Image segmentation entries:
>> start
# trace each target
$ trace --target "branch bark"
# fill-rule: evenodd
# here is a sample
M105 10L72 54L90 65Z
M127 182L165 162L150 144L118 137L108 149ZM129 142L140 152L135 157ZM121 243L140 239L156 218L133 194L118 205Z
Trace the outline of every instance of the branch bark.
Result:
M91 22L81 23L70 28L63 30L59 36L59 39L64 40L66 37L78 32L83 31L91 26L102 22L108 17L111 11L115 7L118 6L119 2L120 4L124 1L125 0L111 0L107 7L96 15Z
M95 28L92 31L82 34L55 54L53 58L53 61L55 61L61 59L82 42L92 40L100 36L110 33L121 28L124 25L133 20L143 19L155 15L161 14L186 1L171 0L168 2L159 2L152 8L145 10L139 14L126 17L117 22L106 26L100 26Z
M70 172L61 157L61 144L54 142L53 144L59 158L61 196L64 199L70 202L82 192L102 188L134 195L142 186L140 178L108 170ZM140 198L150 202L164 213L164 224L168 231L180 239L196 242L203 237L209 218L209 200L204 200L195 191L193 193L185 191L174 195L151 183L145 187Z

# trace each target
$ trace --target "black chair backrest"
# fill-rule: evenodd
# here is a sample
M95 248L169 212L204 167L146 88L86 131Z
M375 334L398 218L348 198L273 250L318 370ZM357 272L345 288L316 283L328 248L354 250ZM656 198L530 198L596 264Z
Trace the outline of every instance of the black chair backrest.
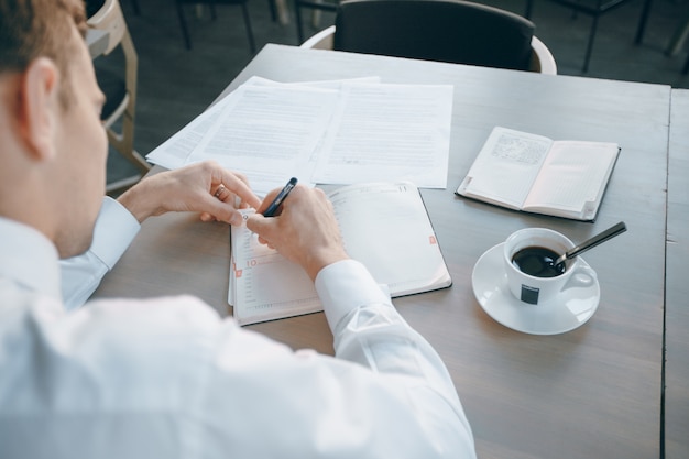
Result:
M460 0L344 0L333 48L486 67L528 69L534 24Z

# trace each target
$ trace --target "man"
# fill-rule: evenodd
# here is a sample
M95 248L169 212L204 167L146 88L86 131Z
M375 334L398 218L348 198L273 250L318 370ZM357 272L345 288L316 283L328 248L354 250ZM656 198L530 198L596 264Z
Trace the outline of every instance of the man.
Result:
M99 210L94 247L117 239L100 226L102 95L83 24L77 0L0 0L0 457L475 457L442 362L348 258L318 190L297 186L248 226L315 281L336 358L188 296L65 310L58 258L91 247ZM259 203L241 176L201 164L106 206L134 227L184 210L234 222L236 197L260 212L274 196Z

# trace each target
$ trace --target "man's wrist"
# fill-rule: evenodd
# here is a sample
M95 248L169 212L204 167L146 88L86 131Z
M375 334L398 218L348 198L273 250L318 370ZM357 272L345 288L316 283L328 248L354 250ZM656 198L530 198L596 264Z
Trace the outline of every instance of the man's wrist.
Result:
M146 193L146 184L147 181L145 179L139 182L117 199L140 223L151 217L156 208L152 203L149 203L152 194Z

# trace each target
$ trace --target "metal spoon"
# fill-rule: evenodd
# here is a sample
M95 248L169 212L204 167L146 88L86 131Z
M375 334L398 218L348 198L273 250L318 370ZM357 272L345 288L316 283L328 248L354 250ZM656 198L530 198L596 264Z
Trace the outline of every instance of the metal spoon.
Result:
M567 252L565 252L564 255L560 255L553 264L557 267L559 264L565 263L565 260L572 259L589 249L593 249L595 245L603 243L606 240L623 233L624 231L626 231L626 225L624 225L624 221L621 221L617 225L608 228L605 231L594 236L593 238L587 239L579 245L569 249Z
>> end
▸ EXERCISE DESCRIPTION
Copy out the lines of the entries above, starting from the very first line and ending with the line that contains "M70 172L61 157L61", including both.

▸ TASK SOLUTION
# trace each target
$ trace --target "branch bark"
# fill-rule: evenodd
# here is a sample
M105 10L72 54L90 65Z
M127 182L165 162L150 144L118 137L108 149ZM129 142L140 152L135 157ZM121 243L140 239L156 218L133 194L118 205Z
Trace the outline of every instance of the branch bark.
Result:
M91 22L81 23L70 28L63 30L59 36L59 39L64 40L66 37L78 32L83 31L91 26L102 22L108 17L111 11L115 7L118 6L119 2L120 4L124 1L125 0L111 0L107 7L96 15Z
M95 28L92 31L82 34L55 54L53 58L53 61L55 61L61 59L82 42L92 40L100 36L110 33L121 28L124 25L133 20L143 19L155 15L161 14L186 1L171 0L168 2L159 2L152 8L145 10L139 14L126 17L117 22L106 26L100 26Z
M70 172L61 157L61 144L54 142L53 144L59 158L61 196L64 199L70 202L82 192L102 188L134 195L142 186L140 178L108 170ZM140 198L150 202L164 213L164 224L168 231L180 239L196 242L203 237L209 218L209 200L204 200L195 191L193 193L185 191L174 195L151 183L145 187Z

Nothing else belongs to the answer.